== Task input
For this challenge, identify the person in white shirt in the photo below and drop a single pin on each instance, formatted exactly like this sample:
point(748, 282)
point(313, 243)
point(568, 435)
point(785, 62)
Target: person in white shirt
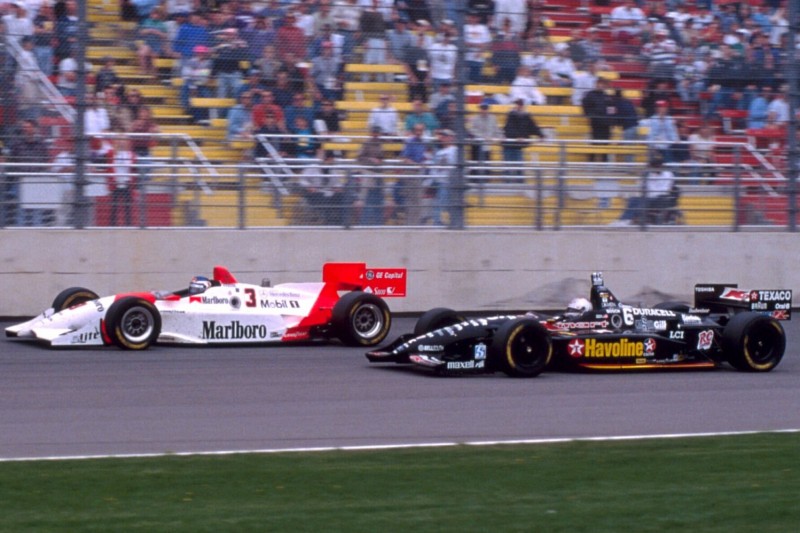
point(442, 56)
point(384, 117)
point(477, 39)
point(524, 87)
point(627, 21)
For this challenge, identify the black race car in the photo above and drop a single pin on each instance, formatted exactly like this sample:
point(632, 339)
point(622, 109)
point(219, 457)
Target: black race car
point(725, 324)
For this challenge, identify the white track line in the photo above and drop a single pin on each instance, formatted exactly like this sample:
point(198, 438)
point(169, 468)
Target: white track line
point(398, 446)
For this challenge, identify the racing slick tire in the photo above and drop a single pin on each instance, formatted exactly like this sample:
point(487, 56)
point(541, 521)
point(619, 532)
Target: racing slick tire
point(678, 307)
point(434, 319)
point(73, 296)
point(133, 323)
point(753, 342)
point(521, 348)
point(361, 319)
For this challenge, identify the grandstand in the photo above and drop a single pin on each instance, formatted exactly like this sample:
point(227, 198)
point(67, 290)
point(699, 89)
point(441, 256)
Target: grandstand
point(211, 180)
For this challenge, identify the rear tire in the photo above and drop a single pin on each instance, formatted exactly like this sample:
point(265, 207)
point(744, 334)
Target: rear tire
point(753, 342)
point(133, 323)
point(72, 297)
point(521, 348)
point(361, 319)
point(434, 319)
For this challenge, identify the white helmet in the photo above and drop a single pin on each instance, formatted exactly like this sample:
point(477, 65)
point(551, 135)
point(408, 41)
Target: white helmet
point(579, 305)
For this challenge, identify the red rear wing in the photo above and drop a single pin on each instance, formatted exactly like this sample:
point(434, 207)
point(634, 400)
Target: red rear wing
point(383, 282)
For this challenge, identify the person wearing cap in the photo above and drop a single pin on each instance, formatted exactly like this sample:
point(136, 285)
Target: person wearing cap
point(518, 129)
point(662, 132)
point(444, 161)
point(384, 116)
point(484, 131)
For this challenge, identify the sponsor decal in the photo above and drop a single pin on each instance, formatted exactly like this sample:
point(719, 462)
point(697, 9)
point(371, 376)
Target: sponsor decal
point(621, 348)
point(705, 339)
point(465, 365)
point(430, 347)
point(631, 313)
point(770, 296)
point(279, 304)
point(86, 337)
point(233, 331)
point(602, 324)
point(480, 352)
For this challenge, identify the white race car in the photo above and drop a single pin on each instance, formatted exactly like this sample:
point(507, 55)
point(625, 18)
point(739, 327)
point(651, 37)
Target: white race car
point(347, 305)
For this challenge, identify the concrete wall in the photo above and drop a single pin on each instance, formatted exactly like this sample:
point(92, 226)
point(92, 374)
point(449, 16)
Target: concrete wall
point(470, 270)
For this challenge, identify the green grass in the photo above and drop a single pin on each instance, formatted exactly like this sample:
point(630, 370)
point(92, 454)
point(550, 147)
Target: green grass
point(726, 484)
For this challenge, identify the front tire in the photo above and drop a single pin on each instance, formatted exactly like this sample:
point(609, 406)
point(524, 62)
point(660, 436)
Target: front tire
point(753, 342)
point(72, 297)
point(521, 348)
point(434, 319)
point(361, 319)
point(133, 323)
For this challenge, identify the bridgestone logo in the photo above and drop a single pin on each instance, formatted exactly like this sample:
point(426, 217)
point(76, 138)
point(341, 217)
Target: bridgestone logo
point(233, 331)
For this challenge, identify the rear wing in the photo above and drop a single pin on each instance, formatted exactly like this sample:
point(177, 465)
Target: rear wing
point(776, 303)
point(383, 282)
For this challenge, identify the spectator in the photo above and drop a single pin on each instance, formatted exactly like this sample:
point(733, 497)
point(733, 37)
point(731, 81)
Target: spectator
point(265, 107)
point(420, 115)
point(560, 68)
point(43, 38)
point(196, 74)
point(291, 38)
point(240, 118)
point(601, 110)
point(506, 54)
point(524, 87)
point(33, 199)
point(324, 190)
point(399, 39)
point(106, 76)
point(757, 109)
point(298, 108)
point(627, 120)
point(583, 81)
point(477, 40)
point(517, 132)
point(29, 95)
point(191, 35)
point(779, 107)
point(484, 130)
point(662, 132)
point(370, 198)
point(627, 21)
point(661, 55)
point(442, 55)
point(384, 117)
point(302, 144)
point(154, 41)
point(373, 32)
point(326, 119)
point(326, 73)
point(513, 11)
point(16, 22)
point(121, 168)
point(417, 68)
point(226, 65)
point(659, 184)
point(257, 36)
point(445, 157)
point(408, 189)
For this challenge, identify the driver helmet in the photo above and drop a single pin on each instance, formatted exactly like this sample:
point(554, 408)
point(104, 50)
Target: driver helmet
point(199, 284)
point(579, 306)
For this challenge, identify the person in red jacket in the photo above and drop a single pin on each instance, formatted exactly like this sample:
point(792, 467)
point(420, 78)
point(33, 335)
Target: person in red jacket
point(121, 168)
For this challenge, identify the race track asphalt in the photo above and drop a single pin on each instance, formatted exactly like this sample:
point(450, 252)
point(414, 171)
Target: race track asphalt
point(105, 401)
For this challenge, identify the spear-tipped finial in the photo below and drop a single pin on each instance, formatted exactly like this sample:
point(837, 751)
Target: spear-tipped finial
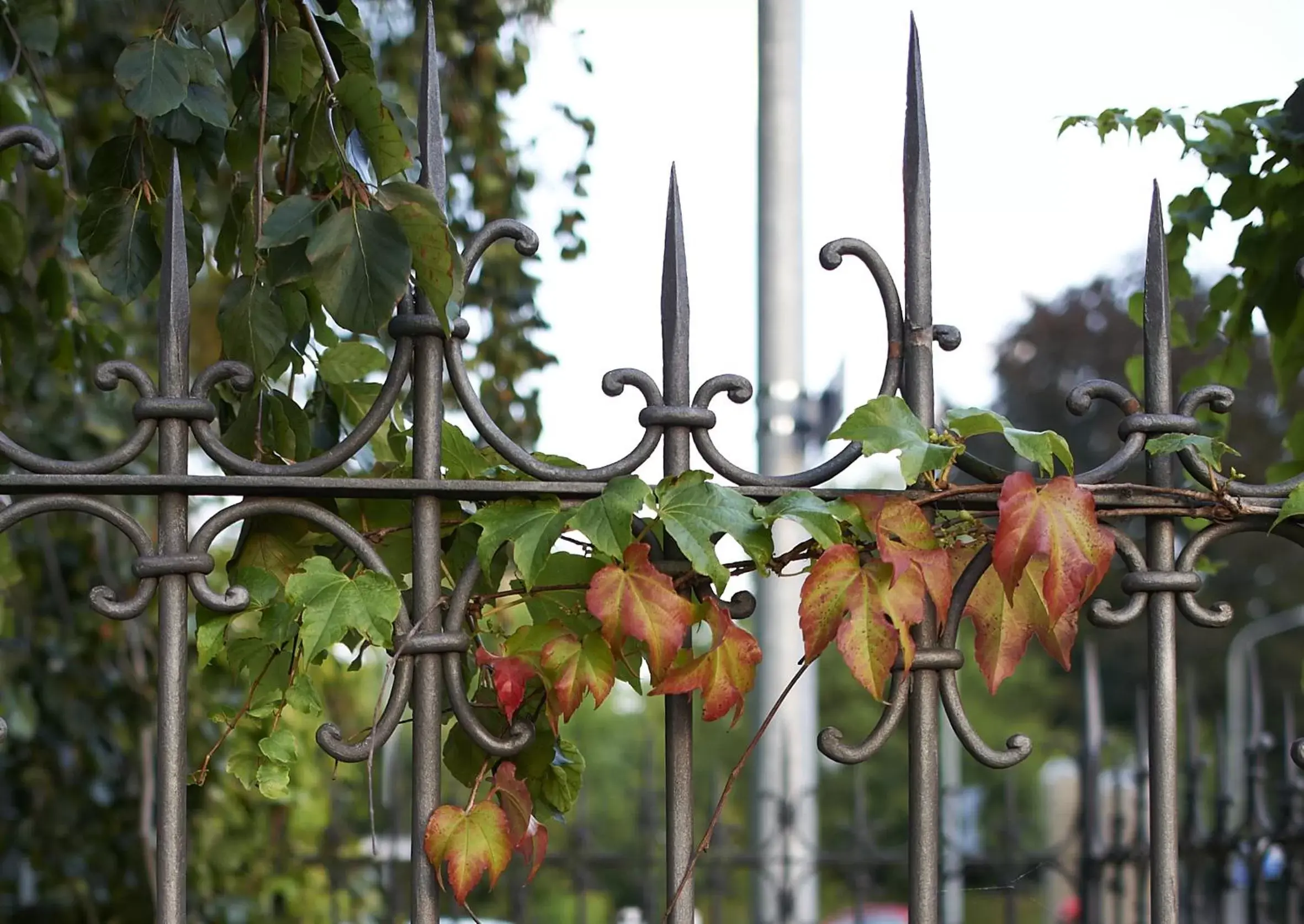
point(431, 120)
point(1155, 311)
point(917, 387)
point(675, 302)
point(174, 295)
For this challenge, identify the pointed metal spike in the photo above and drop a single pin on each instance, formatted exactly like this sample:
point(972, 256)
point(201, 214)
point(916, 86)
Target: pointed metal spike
point(917, 387)
point(1157, 315)
point(675, 302)
point(431, 120)
point(174, 295)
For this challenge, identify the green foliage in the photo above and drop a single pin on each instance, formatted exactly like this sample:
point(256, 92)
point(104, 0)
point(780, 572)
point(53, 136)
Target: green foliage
point(1255, 149)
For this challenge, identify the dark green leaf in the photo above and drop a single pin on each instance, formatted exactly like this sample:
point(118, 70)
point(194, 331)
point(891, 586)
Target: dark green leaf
point(118, 237)
point(434, 253)
point(607, 519)
point(385, 146)
point(252, 325)
point(361, 265)
point(154, 73)
point(350, 362)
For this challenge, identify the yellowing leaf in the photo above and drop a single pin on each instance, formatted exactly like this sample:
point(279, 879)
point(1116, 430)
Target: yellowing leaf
point(471, 841)
point(1057, 522)
point(725, 674)
point(634, 598)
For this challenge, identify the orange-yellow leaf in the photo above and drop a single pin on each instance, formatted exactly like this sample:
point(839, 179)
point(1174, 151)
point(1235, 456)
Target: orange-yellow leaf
point(1003, 626)
point(1057, 522)
point(575, 668)
point(823, 600)
point(510, 676)
point(878, 625)
point(905, 541)
point(634, 598)
point(471, 841)
point(724, 674)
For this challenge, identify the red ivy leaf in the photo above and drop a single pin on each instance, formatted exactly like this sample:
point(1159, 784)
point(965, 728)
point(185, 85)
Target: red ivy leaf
point(878, 625)
point(635, 598)
point(575, 668)
point(510, 676)
point(1003, 626)
point(526, 835)
point(1057, 522)
point(866, 610)
point(724, 674)
point(905, 540)
point(471, 841)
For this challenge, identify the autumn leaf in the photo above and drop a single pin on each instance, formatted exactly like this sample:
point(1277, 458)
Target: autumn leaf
point(724, 674)
point(905, 541)
point(526, 835)
point(473, 841)
point(1003, 626)
point(510, 676)
point(637, 600)
point(1057, 522)
point(575, 668)
point(867, 612)
point(878, 625)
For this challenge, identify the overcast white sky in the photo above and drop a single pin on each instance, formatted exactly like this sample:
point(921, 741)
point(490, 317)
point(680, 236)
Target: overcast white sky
point(1016, 213)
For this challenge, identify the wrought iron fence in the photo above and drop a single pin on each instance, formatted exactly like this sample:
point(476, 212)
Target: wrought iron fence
point(430, 647)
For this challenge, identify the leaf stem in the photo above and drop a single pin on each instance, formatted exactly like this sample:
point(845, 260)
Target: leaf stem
point(729, 784)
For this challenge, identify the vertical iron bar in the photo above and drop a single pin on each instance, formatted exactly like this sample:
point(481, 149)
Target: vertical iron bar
point(1089, 781)
point(174, 540)
point(917, 390)
point(678, 708)
point(427, 431)
point(1164, 627)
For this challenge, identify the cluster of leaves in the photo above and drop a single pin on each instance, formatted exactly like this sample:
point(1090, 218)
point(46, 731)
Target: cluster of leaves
point(1256, 152)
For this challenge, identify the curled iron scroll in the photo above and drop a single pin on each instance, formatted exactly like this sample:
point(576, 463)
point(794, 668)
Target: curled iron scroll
point(107, 376)
point(522, 733)
point(1221, 614)
point(613, 384)
point(740, 389)
point(329, 735)
point(1079, 402)
point(102, 600)
point(243, 380)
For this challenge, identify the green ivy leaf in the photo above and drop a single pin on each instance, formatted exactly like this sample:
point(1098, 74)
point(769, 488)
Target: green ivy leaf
point(814, 515)
point(1208, 449)
point(693, 510)
point(252, 325)
point(385, 146)
point(607, 521)
point(361, 265)
point(887, 423)
point(532, 527)
point(116, 236)
point(294, 219)
point(274, 781)
point(154, 75)
point(279, 747)
point(1041, 446)
point(434, 253)
point(350, 362)
point(336, 605)
point(303, 696)
point(244, 767)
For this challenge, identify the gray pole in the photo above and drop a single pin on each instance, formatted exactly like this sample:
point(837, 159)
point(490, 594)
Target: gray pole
====
▶ _Written request_: Copy only this span: the line that contains "For this challenge, identify the green ivy", the last line, and every line between them.

▶ _Solution below_:
For this challenge, identify the green ivy leaf in the photo above and drop a single pin on each instance, formatted exactly like this sample:
point(1098, 74)
point(769, 488)
Target: green ivy leaf
point(814, 515)
point(1208, 449)
point(693, 510)
point(252, 325)
point(385, 146)
point(607, 521)
point(361, 265)
point(887, 423)
point(532, 527)
point(116, 236)
point(294, 219)
point(274, 781)
point(154, 75)
point(279, 747)
point(1041, 446)
point(434, 253)
point(350, 362)
point(336, 605)
point(303, 696)
point(244, 767)
For this challenge, identify the gray pole in the photo above and drop a single pin on each instance, formatted exactly like this sample:
point(837, 159)
point(490, 594)
Target: gray pole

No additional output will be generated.